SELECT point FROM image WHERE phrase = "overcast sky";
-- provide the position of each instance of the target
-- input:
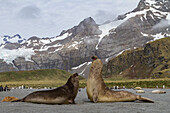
(47, 18)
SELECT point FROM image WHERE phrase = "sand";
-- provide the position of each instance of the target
(83, 105)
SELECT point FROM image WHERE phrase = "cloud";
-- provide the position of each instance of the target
(47, 18)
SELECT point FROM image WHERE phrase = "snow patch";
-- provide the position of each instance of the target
(144, 34)
(75, 44)
(9, 55)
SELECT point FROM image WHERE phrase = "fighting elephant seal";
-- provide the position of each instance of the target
(61, 95)
(97, 91)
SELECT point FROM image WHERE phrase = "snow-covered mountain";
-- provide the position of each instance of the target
(73, 48)
(11, 39)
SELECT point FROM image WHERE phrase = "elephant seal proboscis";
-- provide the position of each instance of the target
(61, 95)
(97, 91)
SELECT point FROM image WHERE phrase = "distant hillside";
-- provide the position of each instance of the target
(152, 61)
(36, 75)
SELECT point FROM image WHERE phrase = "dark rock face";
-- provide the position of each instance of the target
(152, 61)
(75, 46)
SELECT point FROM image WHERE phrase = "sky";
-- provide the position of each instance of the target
(47, 18)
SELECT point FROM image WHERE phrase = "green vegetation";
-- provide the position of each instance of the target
(144, 83)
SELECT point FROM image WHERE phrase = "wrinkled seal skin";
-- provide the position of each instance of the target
(97, 91)
(61, 95)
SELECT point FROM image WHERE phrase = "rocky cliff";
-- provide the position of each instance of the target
(152, 61)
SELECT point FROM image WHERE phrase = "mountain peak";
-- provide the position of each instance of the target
(11, 39)
(162, 5)
(87, 27)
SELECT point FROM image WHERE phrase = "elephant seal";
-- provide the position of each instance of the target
(97, 91)
(61, 95)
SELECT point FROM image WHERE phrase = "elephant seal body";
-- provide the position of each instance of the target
(61, 95)
(97, 91)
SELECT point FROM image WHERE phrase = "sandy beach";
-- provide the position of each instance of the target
(83, 105)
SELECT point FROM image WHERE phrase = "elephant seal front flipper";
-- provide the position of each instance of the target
(61, 95)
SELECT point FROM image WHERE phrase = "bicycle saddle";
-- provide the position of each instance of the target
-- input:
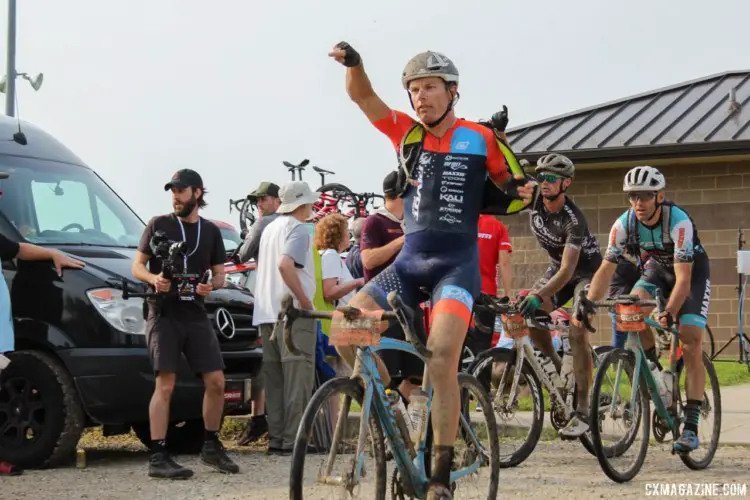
(291, 166)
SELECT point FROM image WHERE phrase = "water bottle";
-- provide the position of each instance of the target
(566, 371)
(668, 382)
(659, 380)
(399, 407)
(549, 368)
(403, 421)
(417, 415)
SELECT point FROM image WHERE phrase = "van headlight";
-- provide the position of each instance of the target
(124, 315)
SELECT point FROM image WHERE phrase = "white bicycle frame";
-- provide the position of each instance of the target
(525, 352)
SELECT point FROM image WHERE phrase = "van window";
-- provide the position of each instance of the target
(58, 203)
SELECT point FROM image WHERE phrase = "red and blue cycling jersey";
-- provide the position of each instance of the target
(450, 174)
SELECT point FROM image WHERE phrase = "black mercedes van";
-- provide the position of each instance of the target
(81, 359)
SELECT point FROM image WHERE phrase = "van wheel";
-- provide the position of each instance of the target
(41, 418)
(183, 438)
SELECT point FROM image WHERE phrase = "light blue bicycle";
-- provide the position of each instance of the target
(330, 428)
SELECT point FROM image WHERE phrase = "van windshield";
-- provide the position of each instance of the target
(62, 204)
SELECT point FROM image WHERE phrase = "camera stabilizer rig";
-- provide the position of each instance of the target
(169, 253)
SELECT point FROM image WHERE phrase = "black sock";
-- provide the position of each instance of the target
(441, 470)
(651, 356)
(211, 436)
(158, 445)
(692, 414)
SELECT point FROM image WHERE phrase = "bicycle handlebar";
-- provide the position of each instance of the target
(401, 312)
(583, 303)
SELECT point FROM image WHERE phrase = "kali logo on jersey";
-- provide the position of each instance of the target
(452, 198)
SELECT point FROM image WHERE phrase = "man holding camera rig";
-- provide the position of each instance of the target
(179, 249)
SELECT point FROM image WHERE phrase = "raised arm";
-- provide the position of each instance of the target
(358, 84)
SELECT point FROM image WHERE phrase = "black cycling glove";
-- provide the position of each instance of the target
(498, 121)
(351, 56)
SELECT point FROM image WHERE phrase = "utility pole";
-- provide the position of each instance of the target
(10, 71)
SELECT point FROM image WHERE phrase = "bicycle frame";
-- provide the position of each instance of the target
(633, 344)
(413, 472)
(525, 352)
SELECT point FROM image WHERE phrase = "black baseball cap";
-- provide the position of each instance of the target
(185, 178)
(390, 184)
(265, 189)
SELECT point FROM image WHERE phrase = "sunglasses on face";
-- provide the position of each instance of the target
(642, 196)
(551, 178)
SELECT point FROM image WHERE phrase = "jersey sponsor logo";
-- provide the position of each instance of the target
(450, 219)
(451, 198)
(457, 293)
(706, 299)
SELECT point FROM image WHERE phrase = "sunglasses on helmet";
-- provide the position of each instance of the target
(641, 195)
(551, 178)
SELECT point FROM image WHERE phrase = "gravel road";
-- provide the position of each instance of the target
(555, 470)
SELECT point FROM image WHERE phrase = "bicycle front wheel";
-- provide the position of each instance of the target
(477, 440)
(620, 456)
(329, 430)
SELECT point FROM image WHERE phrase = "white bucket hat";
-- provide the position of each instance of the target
(295, 194)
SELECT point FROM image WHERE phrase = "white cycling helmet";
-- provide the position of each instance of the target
(643, 178)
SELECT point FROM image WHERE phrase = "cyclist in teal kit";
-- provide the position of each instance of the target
(678, 265)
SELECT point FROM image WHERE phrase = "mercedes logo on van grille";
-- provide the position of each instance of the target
(224, 322)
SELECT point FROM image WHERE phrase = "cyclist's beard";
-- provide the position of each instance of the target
(187, 207)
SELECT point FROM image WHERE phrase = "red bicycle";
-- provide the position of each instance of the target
(334, 198)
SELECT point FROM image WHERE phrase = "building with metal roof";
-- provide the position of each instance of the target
(708, 116)
(697, 133)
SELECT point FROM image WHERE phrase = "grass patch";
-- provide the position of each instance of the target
(731, 374)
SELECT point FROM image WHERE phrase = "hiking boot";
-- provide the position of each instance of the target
(161, 466)
(213, 455)
(7, 469)
(576, 426)
(687, 442)
(256, 428)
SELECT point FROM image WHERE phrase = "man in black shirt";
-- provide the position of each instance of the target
(561, 230)
(10, 250)
(177, 322)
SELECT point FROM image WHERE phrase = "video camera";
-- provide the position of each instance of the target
(169, 252)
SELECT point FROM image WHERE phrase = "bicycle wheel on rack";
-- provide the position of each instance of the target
(332, 197)
(520, 423)
(710, 417)
(327, 419)
(616, 454)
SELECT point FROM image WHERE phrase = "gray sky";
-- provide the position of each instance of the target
(141, 88)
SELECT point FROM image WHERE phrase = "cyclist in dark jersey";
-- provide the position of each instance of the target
(442, 204)
(562, 231)
(678, 265)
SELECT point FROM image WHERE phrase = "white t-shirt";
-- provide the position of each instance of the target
(332, 266)
(284, 236)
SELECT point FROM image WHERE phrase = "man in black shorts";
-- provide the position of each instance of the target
(563, 233)
(177, 322)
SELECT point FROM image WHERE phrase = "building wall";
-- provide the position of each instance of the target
(717, 197)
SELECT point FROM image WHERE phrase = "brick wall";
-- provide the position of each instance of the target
(717, 197)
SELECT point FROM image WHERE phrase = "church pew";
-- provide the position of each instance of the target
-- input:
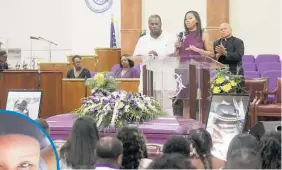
(50, 82)
(74, 90)
(52, 66)
(88, 61)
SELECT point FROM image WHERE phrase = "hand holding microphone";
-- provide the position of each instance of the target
(180, 38)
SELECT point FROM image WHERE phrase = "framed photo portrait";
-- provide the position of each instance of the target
(227, 118)
(27, 102)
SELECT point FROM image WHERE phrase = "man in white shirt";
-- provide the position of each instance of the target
(157, 42)
(160, 44)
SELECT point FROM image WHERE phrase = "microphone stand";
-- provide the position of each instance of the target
(38, 79)
(50, 43)
(85, 88)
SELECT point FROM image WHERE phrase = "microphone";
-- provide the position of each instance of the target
(180, 37)
(34, 38)
(143, 33)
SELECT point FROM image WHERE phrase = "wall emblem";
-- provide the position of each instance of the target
(99, 6)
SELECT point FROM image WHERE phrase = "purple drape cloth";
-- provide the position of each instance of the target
(131, 73)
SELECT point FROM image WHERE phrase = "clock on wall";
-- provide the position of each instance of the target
(99, 6)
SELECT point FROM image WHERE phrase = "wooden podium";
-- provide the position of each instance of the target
(107, 58)
(51, 66)
(88, 61)
(48, 81)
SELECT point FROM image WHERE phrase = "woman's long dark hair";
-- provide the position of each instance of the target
(199, 24)
(131, 63)
(134, 147)
(202, 142)
(79, 150)
(270, 150)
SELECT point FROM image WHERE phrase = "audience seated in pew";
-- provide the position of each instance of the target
(128, 150)
(126, 69)
(78, 151)
(243, 153)
(78, 71)
(171, 161)
(108, 153)
(134, 148)
(201, 144)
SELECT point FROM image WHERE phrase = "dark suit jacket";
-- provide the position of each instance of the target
(235, 51)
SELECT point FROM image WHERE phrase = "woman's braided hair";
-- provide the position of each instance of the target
(270, 150)
(202, 142)
(134, 147)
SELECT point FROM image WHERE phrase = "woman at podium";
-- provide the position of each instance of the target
(78, 71)
(193, 42)
(126, 69)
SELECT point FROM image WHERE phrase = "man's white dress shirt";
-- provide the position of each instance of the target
(163, 46)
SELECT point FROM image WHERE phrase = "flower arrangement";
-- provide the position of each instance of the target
(225, 82)
(110, 107)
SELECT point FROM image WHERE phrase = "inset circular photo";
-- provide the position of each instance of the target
(25, 143)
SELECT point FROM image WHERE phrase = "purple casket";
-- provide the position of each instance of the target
(156, 131)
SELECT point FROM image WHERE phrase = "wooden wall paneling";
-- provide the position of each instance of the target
(52, 66)
(217, 13)
(129, 85)
(107, 58)
(51, 84)
(88, 61)
(16, 79)
(131, 24)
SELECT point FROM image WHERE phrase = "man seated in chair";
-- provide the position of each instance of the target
(78, 71)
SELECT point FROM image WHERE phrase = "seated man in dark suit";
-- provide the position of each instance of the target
(3, 60)
(229, 50)
(78, 71)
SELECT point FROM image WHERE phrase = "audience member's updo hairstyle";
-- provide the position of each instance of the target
(243, 153)
(79, 150)
(270, 150)
(199, 24)
(134, 147)
(171, 161)
(201, 141)
(177, 144)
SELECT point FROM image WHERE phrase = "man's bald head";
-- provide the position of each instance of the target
(109, 148)
(225, 30)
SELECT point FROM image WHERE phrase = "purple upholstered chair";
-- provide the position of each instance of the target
(251, 74)
(93, 74)
(115, 68)
(212, 73)
(249, 67)
(272, 75)
(262, 67)
(248, 59)
(263, 58)
(137, 67)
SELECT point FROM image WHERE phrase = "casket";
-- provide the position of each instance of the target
(156, 131)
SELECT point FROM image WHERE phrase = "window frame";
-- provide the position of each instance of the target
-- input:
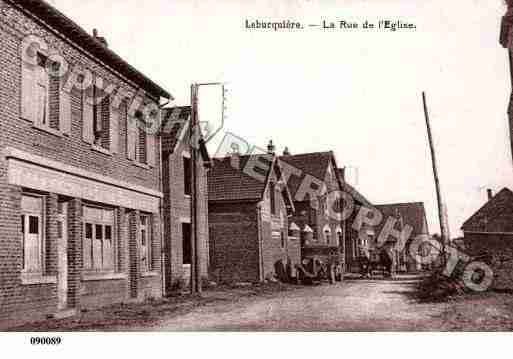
(148, 247)
(187, 175)
(103, 224)
(26, 215)
(272, 199)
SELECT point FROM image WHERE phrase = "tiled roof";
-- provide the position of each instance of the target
(495, 216)
(172, 131)
(53, 17)
(313, 164)
(227, 180)
(349, 189)
(413, 214)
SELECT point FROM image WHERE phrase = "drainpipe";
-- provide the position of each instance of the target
(260, 246)
(161, 214)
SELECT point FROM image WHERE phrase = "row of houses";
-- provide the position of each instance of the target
(95, 209)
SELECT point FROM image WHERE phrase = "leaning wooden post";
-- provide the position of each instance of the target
(443, 232)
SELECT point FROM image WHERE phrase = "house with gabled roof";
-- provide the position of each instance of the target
(356, 241)
(178, 214)
(80, 179)
(249, 205)
(315, 185)
(488, 233)
(405, 214)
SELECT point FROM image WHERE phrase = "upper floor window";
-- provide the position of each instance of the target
(272, 192)
(44, 102)
(99, 238)
(327, 234)
(187, 175)
(32, 230)
(141, 145)
(146, 241)
(101, 120)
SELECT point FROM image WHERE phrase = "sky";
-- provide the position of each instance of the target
(357, 93)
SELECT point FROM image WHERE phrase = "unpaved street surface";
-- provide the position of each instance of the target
(359, 305)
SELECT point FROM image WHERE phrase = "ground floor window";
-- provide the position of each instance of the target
(32, 233)
(98, 243)
(146, 248)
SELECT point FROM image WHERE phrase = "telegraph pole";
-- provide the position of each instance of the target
(195, 141)
(441, 218)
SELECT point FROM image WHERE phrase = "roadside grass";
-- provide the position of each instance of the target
(466, 310)
(125, 315)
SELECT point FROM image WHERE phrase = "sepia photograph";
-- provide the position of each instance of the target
(292, 166)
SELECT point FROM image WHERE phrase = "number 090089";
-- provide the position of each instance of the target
(45, 340)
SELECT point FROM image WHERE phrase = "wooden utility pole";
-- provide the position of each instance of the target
(193, 140)
(443, 232)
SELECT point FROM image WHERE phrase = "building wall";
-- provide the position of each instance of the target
(177, 210)
(275, 241)
(500, 248)
(234, 246)
(21, 302)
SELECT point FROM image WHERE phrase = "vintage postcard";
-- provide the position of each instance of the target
(264, 166)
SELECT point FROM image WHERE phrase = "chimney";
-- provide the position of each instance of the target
(100, 39)
(271, 149)
(235, 156)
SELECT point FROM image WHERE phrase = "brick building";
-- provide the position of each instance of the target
(177, 187)
(249, 208)
(315, 185)
(356, 241)
(405, 214)
(489, 233)
(80, 188)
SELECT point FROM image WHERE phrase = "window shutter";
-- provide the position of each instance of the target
(28, 91)
(65, 110)
(87, 117)
(131, 137)
(114, 129)
(151, 142)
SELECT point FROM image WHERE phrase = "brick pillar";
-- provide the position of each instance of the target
(156, 246)
(52, 234)
(122, 249)
(133, 248)
(74, 252)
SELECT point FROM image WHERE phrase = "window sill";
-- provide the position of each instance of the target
(101, 150)
(141, 165)
(33, 279)
(89, 277)
(48, 129)
(149, 274)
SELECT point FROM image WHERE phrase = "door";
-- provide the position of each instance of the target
(62, 257)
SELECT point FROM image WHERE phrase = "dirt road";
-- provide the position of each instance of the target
(359, 305)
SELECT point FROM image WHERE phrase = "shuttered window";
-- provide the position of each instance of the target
(187, 176)
(146, 244)
(141, 140)
(99, 239)
(32, 233)
(44, 100)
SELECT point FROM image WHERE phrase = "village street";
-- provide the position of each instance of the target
(355, 305)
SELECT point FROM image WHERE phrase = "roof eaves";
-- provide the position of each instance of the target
(49, 15)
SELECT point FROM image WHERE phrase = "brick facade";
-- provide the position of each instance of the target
(177, 208)
(67, 169)
(248, 241)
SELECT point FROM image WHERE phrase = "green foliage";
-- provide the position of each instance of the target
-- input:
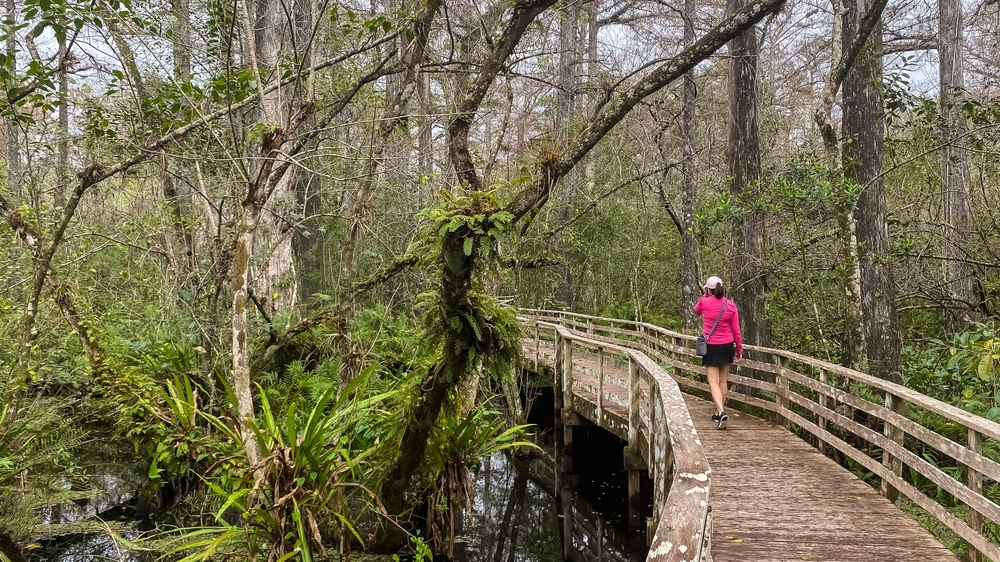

GIVEN TASK » Pull out every line in the records above that contains the string "podium", and copy each one.

SOLUTION TO THE PROBLEM »
SELECT point FROM image WHERE phrase = "wooden podium";
SELECT point FROM image WHERE phrase = "woman at podium";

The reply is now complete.